* Dataset:

◆ ◆ ◆

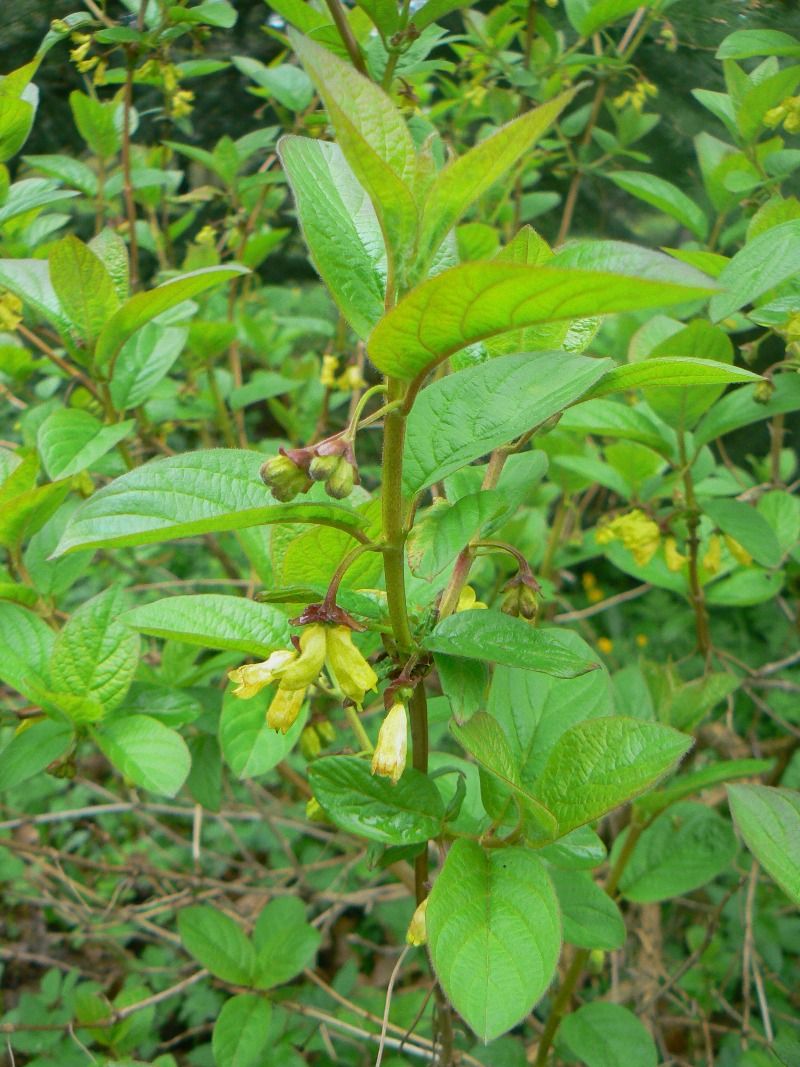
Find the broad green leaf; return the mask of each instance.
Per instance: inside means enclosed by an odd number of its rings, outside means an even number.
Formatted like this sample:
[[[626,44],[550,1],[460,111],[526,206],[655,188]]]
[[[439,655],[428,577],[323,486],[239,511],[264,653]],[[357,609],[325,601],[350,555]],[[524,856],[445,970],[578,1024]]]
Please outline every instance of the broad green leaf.
[[[702,510],[723,533],[733,537],[756,563],[763,567],[780,566],[783,553],[767,520],[743,500],[724,497],[703,500]]]
[[[693,268],[621,242],[579,244],[541,267],[463,263],[403,297],[373,330],[369,356],[384,374],[412,379],[509,330],[664,307],[712,292],[710,279]]]
[[[125,603],[125,594],[115,586],[73,613],[50,658],[55,692],[91,697],[105,711],[122,702],[139,663],[139,636],[119,620]]]
[[[216,908],[200,904],[178,912],[178,933],[186,951],[216,978],[250,985],[256,954],[238,923]]]
[[[0,87],[0,163],[20,151],[33,129],[36,108],[29,100],[3,93]]]
[[[736,30],[717,49],[717,59],[800,56],[800,41],[781,30]]]
[[[13,789],[45,770],[70,750],[73,741],[69,723],[52,719],[26,723],[0,752],[0,791]]]
[[[783,571],[747,567],[709,585],[706,600],[727,608],[764,604],[780,593],[785,578]]]
[[[169,374],[189,331],[183,326],[146,323],[120,349],[109,386],[117,411],[144,403]]]
[[[248,273],[247,267],[235,263],[228,263],[223,267],[202,267],[189,274],[171,278],[147,293],[136,293],[125,301],[103,327],[97,339],[95,366],[100,371],[113,370],[122,346],[145,323],[177,304],[182,304],[184,300],[190,300],[222,282]]]
[[[659,211],[677,219],[687,230],[691,230],[699,241],[705,240],[708,233],[708,219],[705,212],[677,185],[659,178],[656,174],[645,174],[635,170],[612,171],[606,177],[620,189],[624,189],[626,193],[644,200],[646,204],[652,204]]]
[[[565,352],[499,356],[433,382],[408,418],[409,496],[574,403],[611,366]]]
[[[30,701],[47,688],[54,641],[55,632],[35,612],[0,601],[0,680]]]
[[[477,659],[446,656],[440,652],[433,657],[442,693],[450,702],[450,711],[463,722],[486,705],[489,691],[489,667]]]
[[[433,782],[407,767],[397,785],[373,777],[358,756],[326,756],[308,768],[314,796],[336,825],[387,845],[436,837],[444,807]]]
[[[669,782],[663,789],[657,789],[636,801],[636,810],[645,815],[655,815],[668,808],[678,800],[694,796],[720,782],[730,782],[734,778],[755,778],[766,774],[772,768],[772,760],[734,759],[711,763],[699,771],[690,771]]]
[[[558,896],[564,940],[568,944],[603,952],[622,948],[625,920],[611,897],[590,874],[554,867],[550,878]]]
[[[277,608],[221,593],[165,597],[124,612],[121,621],[153,637],[262,658],[289,644],[289,624]]]
[[[69,106],[92,153],[104,159],[116,155],[122,144],[122,101],[101,101],[75,90],[69,94]]]
[[[565,645],[576,656],[593,653],[576,633],[562,630]],[[571,726],[610,714],[608,673],[590,671],[578,678],[495,668],[486,710],[505,730],[520,770],[520,781],[531,789],[553,746]]]
[[[391,37],[400,24],[396,0],[356,0],[377,26],[383,37]]]
[[[502,818],[510,792],[530,826],[528,836],[534,841],[552,840],[557,829],[555,817],[521,785],[519,767],[500,723],[491,715],[478,712],[465,723],[451,722],[450,731],[480,767],[505,787],[499,797],[495,794],[494,805],[490,803],[492,818]],[[485,793],[483,786],[481,792]]]
[[[277,767],[292,751],[308,718],[303,709],[286,734],[267,726],[267,708],[275,689],[249,700],[225,693],[219,721],[219,743],[225,762],[239,779],[258,778]]]
[[[725,64],[733,65],[732,60]],[[776,107],[800,84],[800,65],[784,67],[763,80],[753,80],[739,99],[735,99],[736,125],[745,141],[752,140],[764,123],[766,113]]]
[[[454,842],[427,910],[428,948],[447,999],[485,1042],[544,994],[561,950],[558,901],[531,852]]]
[[[263,909],[253,930],[256,966],[253,985],[272,989],[312,966],[320,933],[306,919],[298,897],[276,897]]]
[[[767,785],[729,785],[728,801],[744,843],[800,907],[800,793]]]
[[[72,324],[59,303],[44,260],[0,259],[0,285],[52,323],[62,336],[69,336]]]
[[[228,0],[202,0],[194,7],[175,4],[169,9],[170,18],[176,22],[198,22],[229,30],[236,25],[236,8]]]
[[[566,834],[643,793],[691,745],[691,737],[659,723],[588,719],[558,739],[533,794]]]
[[[402,258],[418,224],[410,188],[417,153],[403,116],[350,63],[297,33],[289,37],[322,97],[339,148],[372,201],[387,251]]]
[[[444,18],[451,11],[460,7],[468,7],[470,0],[425,0],[425,3],[414,12],[412,22],[418,30],[424,30],[432,22]]]
[[[186,781],[191,766],[186,742],[150,715],[112,719],[93,737],[109,762],[140,789],[174,797]]]
[[[744,367],[729,367],[713,359],[643,359],[638,363],[625,363],[609,371],[590,390],[587,399],[607,396],[624,389],[643,389],[648,386],[691,388],[698,385],[753,382],[758,374]],[[580,418],[580,416],[578,416]]]
[[[89,242],[89,248],[108,271],[114,292],[120,300],[127,299],[130,288],[128,246],[116,230],[104,226]]]
[[[5,226],[12,219],[19,218],[20,215],[27,215],[29,211],[48,207],[59,200],[71,200],[77,195],[72,190],[60,189],[58,182],[48,181],[45,178],[24,178],[22,181],[14,182],[5,200],[0,204],[0,225]]]
[[[800,411],[800,375],[776,374],[773,383],[775,391],[764,403],[757,399],[756,386],[743,386],[724,396],[697,427],[695,445],[700,448],[717,437],[773,415]]]
[[[91,248],[73,234],[52,245],[48,263],[62,308],[83,340],[92,345],[119,308],[111,275]]]
[[[445,235],[471,204],[483,196],[528,152],[577,92],[570,89],[502,126],[436,175],[425,195],[420,219],[418,275],[424,275]]]
[[[620,891],[640,904],[685,896],[728,869],[736,851],[730,822],[713,808],[693,801],[674,804],[636,842]]]
[[[55,514],[71,486],[69,479],[35,485],[16,496],[7,496],[0,507],[0,545],[18,547],[40,530]]]
[[[274,97],[291,111],[304,111],[314,96],[314,86],[304,70],[291,63],[268,67],[250,56],[232,56],[233,64],[259,86],[256,96]]]
[[[590,826],[579,826],[559,841],[545,845],[539,855],[559,870],[590,871],[605,860],[606,846]]]
[[[656,1067],[655,1041],[633,1012],[621,1004],[594,1000],[570,1012],[559,1041],[586,1067]]]
[[[37,592],[44,596],[54,599],[60,597],[91,565],[92,557],[89,552],[76,552],[66,558],[50,559],[67,520],[77,506],[77,500],[68,498],[41,530],[37,530],[25,549],[25,567]],[[54,635],[52,631],[50,633],[52,639]]]
[[[437,502],[417,519],[406,551],[412,574],[432,581],[492,519],[506,511],[503,493],[468,493],[454,504]]]
[[[272,1005],[257,993],[226,1000],[211,1037],[216,1067],[258,1067],[270,1044],[271,1018]]]
[[[344,317],[366,338],[383,314],[386,283],[375,209],[337,145],[288,136],[278,151],[314,266]]]
[[[56,555],[76,548],[144,545],[272,522],[318,522],[355,531],[342,504],[276,504],[258,476],[264,456],[209,449],[153,460],[105,486],[67,524]]]
[[[423,647],[430,652],[523,667],[556,678],[575,678],[599,667],[574,652],[563,631],[555,627],[533,629],[522,619],[491,609],[449,615],[428,634]]]
[[[719,276],[724,290],[709,305],[714,322],[732,315],[745,304],[800,272],[800,219],[783,222],[755,237],[737,252]]]
[[[637,8],[653,7],[655,0],[564,0],[567,18],[583,37],[632,15]]]
[[[128,437],[134,419],[104,426],[79,408],[60,408],[40,425],[36,444],[48,477],[71,478],[80,474]]]
[[[606,379],[601,380],[601,386],[615,373],[611,371],[606,375]],[[637,441],[662,454],[670,454],[675,448],[674,431],[645,404],[631,407],[630,404],[611,400],[586,400],[565,411],[558,425],[561,430],[571,430],[579,435],[593,434],[620,441]]]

◆ ◆ ◆

* Exercise brief: Locate the string "green" in the listing above and copy every line where it occurs.

* Answer to this problem:
Find the broad green leaf; return the mask of each instance.
Please outline every instance of the broad green leaf.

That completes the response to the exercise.